→ Work instruction A:
For which organization does Rebbeca Holders speak, according to the article on Pope Benedict XVI's trip to Africa?
→ Work instruction B:
Reproduce everything in the article on Pope Benedict XVI's trip to Africa from "Pope Benedict XVI(Photo: Reuters)" down to "denouncing condom usage.".
*** Given text ***
Article published on the 2009-03-18 Latest update 2009-03-18 16:08 TU

Pope Benedict XVI(Photo: Reuters)

Pope Benedict XVI
(Photo: Reuters)

Pope Benedict XVI arrived Tuesday in Cameroon on his first trip to Africa and sparked controversy by denouncing condom usage.

The Pope, who is on a week-long visit of Africa, said that condoms were making the Aids epidemic worse, rather than containing it.

"[Aids] is a tragedy that cannot be overcome by money alone, that
cannot be overcome through the distribution of condoms, which even
aggravates the problems," the Pope told reporters on the flight from Rome.

The statement has already sparked protest from health workers. The Catholic Church's official position on birth control has long put it at odds with Aids prevention and health agencies.

More than five per cent of adults among Cameroon's estimated 18.9 million people suffer from the disease, according to the joint United Nations Programme on HIV/Aids (UNAids).

The vast majority of HIV is caused by unprotected sex in Africa and condoms are fundamental in combatting the spread of HIV, says Rebbeca Holders, a spokesperson for the NGO Treatment Action Campaign based in South Africa.
*** End of Given text ***
*** Records supplied ***
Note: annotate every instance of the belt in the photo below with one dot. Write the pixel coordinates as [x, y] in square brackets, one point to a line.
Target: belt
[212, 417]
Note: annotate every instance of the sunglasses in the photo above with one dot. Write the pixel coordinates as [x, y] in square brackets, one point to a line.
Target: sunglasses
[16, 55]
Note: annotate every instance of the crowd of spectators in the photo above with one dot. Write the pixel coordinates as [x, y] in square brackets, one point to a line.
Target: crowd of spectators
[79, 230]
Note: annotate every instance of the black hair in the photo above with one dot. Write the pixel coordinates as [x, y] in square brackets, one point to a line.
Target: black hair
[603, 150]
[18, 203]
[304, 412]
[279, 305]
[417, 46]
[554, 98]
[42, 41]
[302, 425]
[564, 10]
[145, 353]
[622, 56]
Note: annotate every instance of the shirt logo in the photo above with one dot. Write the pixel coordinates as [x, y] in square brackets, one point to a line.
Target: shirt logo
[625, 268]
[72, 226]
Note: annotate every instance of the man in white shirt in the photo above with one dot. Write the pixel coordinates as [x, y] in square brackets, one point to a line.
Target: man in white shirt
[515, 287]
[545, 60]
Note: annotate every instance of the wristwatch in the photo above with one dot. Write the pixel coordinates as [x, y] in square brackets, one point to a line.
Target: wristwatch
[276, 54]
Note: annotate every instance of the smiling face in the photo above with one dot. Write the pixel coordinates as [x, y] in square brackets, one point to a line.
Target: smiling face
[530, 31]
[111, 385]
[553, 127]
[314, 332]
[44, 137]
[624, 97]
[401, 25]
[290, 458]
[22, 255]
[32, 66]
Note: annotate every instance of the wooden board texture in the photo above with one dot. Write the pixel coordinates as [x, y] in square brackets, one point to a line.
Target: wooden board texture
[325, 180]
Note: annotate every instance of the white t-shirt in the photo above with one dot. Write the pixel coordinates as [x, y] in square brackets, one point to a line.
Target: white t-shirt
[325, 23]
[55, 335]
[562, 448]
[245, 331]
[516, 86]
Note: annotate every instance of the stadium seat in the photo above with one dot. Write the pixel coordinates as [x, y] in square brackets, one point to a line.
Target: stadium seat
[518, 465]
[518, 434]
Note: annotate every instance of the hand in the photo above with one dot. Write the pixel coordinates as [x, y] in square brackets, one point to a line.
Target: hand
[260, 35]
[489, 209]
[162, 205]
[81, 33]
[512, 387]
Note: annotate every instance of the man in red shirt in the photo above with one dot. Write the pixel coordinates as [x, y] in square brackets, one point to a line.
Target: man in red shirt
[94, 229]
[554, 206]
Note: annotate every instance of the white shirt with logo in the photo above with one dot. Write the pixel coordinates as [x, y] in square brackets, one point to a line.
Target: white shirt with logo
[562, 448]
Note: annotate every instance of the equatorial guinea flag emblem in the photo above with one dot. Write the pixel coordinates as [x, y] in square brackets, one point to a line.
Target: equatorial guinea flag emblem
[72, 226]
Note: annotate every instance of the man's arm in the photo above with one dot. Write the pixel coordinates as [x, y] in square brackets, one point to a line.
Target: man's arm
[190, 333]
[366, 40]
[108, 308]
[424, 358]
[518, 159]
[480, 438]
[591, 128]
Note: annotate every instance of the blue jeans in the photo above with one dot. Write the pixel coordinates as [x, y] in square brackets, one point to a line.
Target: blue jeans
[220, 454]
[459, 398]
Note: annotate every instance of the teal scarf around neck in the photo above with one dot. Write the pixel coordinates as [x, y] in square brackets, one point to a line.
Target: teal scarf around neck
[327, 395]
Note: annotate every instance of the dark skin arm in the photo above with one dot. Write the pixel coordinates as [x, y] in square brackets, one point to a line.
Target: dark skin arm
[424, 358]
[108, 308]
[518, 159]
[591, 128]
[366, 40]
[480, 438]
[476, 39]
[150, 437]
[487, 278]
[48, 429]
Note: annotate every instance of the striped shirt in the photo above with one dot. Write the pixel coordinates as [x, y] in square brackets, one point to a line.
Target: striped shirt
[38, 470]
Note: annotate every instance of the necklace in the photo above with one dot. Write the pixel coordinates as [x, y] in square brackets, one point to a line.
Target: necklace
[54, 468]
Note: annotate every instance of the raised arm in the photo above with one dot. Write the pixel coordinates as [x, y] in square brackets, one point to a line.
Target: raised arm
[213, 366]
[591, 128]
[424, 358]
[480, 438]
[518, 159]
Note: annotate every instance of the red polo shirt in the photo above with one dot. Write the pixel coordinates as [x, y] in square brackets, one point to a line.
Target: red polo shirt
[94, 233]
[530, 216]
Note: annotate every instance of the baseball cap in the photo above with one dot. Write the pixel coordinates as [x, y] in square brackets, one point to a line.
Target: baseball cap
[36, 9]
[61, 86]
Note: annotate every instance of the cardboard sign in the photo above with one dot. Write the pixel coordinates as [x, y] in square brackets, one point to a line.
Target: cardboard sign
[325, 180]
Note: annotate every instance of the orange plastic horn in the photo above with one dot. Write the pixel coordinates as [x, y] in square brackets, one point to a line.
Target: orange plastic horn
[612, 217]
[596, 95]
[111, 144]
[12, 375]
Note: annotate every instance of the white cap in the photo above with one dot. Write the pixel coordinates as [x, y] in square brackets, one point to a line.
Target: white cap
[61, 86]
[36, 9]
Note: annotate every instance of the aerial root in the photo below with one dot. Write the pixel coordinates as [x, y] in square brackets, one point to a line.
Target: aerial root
*** End of Records supplied ***
→ Written response A:
She speaks for the NGO Treatment Action Campaign, based in South Africa.

→ Written response B:
Pope Benedict XVI(Photo: Reuters)

Pope Benedict XVI
(Photo: Reuters)

Pope Benedict XVI arrived Tuesday in Cameroon on his first trip to Africa and sparked controversy by denouncing condom usage.